- Supplied passage -
Apply these changes in the corresponding Snowflake table using Snowflake’s MERGE INTO command. In the CSV file, the first field in a TiCDC CSV file indicates the operation of the row: U for UPDATE, I for INSERT, and D for DELETE. This allows tidb2dw to easily determine which SQL statements to execute in Snowflake.

Type	Table	Database	PK	PK	Col…
I	chbenchmark	customer	1797	2	1403
U	chbenchmark	customer	1638	10	1403
D	chbenchmark	customer	2428	1	1403
U	chbenchmark	customer	1259	8	131

The following example is a Snowflake SQL statement that merges a CSV into a Snowflake table:

MERGE INTO "stock" AS T USING
(
  SELECT 
  $1 AS "METADATA$FLAG"
  , $5 AS "s_i_id"
  , $6 AS "s_w_id"
  , $7 AS "s_quantity"
  , $8 AS "s_dist_01"
   …
  , $20 AS "s_remote_cnt"
  , $21 AS "s_data"
  FROM '@"TPCC"."TPCC"."MY_S3_STAGE_STOCK"/stock/441876501249130510/CDC00000000000000000001.csv'
  QUALIFY row_number() over (partition by "s_w_id", "s_i_id" order by $4 desc) = 1 -- get the last dml events of the same key
) AS S
ON
(
  T."s_w_id" = S."s_w_id" AND T."s_i_id" = S."s_i_id"

- Source material -
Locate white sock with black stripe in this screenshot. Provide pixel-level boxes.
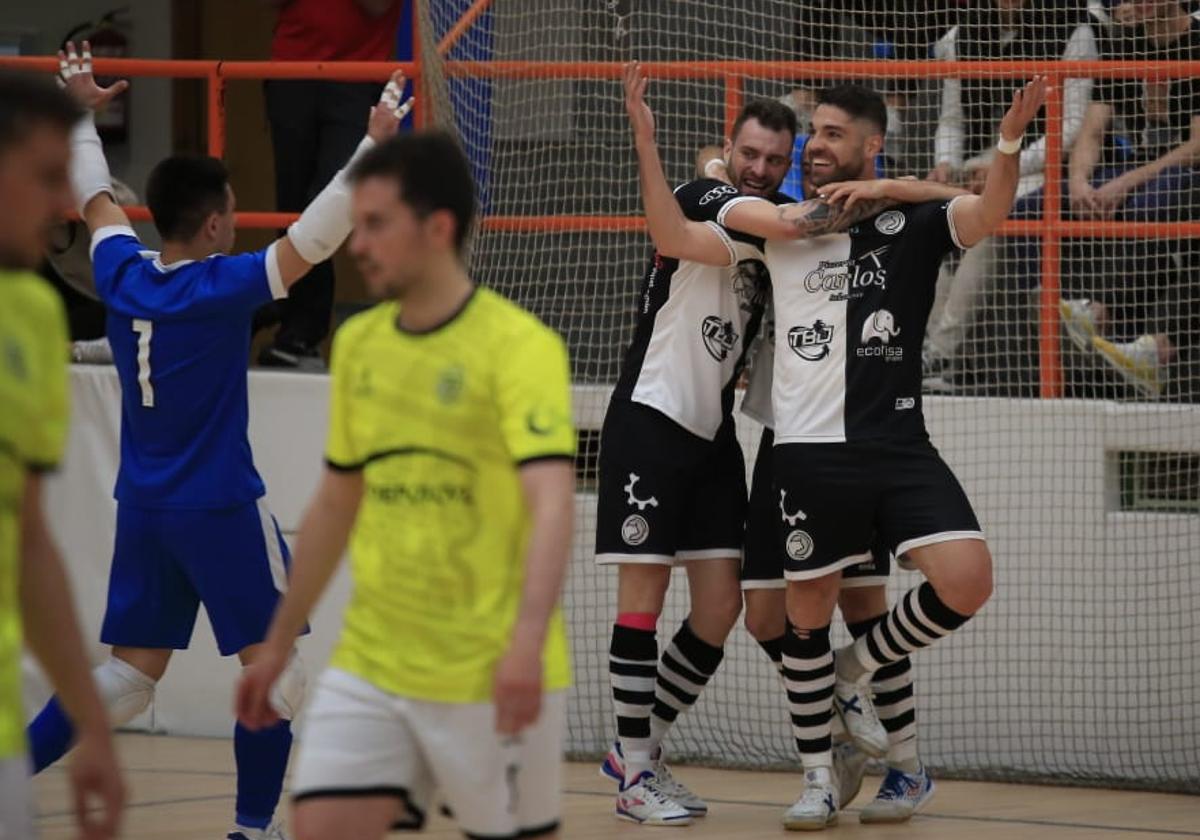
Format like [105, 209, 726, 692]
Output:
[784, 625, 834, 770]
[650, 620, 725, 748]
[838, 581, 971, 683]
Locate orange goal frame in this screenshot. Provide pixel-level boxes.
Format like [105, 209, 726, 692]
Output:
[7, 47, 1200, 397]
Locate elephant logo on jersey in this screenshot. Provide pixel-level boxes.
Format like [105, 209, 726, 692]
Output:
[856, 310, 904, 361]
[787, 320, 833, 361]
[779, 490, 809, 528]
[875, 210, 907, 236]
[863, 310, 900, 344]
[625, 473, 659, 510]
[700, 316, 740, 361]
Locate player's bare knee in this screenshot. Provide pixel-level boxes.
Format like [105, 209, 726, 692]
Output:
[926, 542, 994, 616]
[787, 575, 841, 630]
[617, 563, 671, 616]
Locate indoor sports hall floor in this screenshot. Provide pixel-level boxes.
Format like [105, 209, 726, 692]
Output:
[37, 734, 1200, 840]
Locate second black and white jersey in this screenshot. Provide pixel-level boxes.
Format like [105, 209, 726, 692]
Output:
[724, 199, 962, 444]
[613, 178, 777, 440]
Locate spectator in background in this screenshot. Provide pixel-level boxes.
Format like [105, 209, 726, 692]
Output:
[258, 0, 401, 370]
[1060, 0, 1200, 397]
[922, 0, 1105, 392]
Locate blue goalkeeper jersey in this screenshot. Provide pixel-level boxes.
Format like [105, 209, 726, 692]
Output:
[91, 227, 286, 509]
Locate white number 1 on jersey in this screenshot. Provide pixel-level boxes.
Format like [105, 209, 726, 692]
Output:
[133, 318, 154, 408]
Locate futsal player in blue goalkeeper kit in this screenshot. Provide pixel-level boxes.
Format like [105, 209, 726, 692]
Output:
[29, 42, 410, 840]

- Things to do -
A. Could you rewrite the rows from the one containing "Locate elephant logo" through the final row, inclusive, keeping every request and format sample unchanged but multiplying each bounding-box coordinate in the answers by 0.5 and rounding to whole numbers, with halves rounded up? Give only those rows.
B. How would you carry on the passage about merging TiCDC changes into Snowflake, starting right after its last line?

- The responses -
A.
Locate elephant logo on jersey in this screenshot. Provide pixel-level boxes.
Format like [105, 209, 726, 692]
Output:
[428, 155, 452, 181]
[394, 160, 417, 181]
[390, 245, 405, 264]
[438, 105, 454, 118]
[432, 155, 450, 172]
[313, 237, 330, 255]
[350, 158, 370, 181]
Locate player's bare knee in this screenshot. Provide pixel-level boxes.
Format like [105, 209, 726, 692]
Output:
[463, 271, 497, 308]
[394, 288, 421, 315]
[309, 282, 336, 308]
Locate indoor sports hall floor in this screenshot. Provide pixel-level boxes.
Format like [105, 209, 726, 692]
Output:
[19, 367, 600, 420]
Locate second black and white jersey in this screenshot. Provide pixel-level boxes.
Format like [105, 209, 726, 692]
Output:
[362, 100, 481, 222]
[307, 89, 389, 220]
Locate spectator in background in this screenshot. Provide pixel-level boxes.
Format like [105, 209, 726, 692]
Output:
[129, 0, 201, 185]
[530, 0, 600, 199]
[461, 0, 553, 196]
Locate blue goalkeeper jersey in this screenshot. Provide pixel-level boxes.
Format like [105, 209, 726, 692]
Output:
[46, 114, 143, 255]
Locate white number 1 on jersey in this screenshot. Provide pixel-level boxes.
Format like [105, 209, 726, 692]
Output:
[67, 159, 77, 204]
Locate futsal player in blue goalkeeper kit in this screenshot. Provide pixel-level boxes.
Format like [105, 209, 726, 692]
Output:
[15, 21, 205, 420]

B.
)
WHEN MATCHED AND S.METADATA$FLAG = 'U' THEN 
  UPDATE SET "s_quantity" = S."s_quantity", "s_dist_01" = S."s_dist_01", …, "s_remote_cnt" = S."s_remote_cnt", "s_data" = S."s_data"
WHEN MATCHED AND S.METADATA$FLAG = 'D' THEN
  DELETE
WHEN NOT MATCHED AND S.METADATA$FLAG != 'D' THEN
  INSERT ("s_i_id", "s_w_id", "s_quantity", "s_dist_01", …, "s_remote_cnt", "s_data")
  VALUES (S."s_i_id", S."s_w_id", S."s_quantity", S."s_dist_01", …, S."s_remote_cnt", S."s_data")
;

Replicate DDL

tidb2dw also supports replicating DDLs to downstreams in the steps below:

If the TiDB table structure is changed, TiCDC logs it in schema files. The following DDL statement initiated column renaming for the specified table.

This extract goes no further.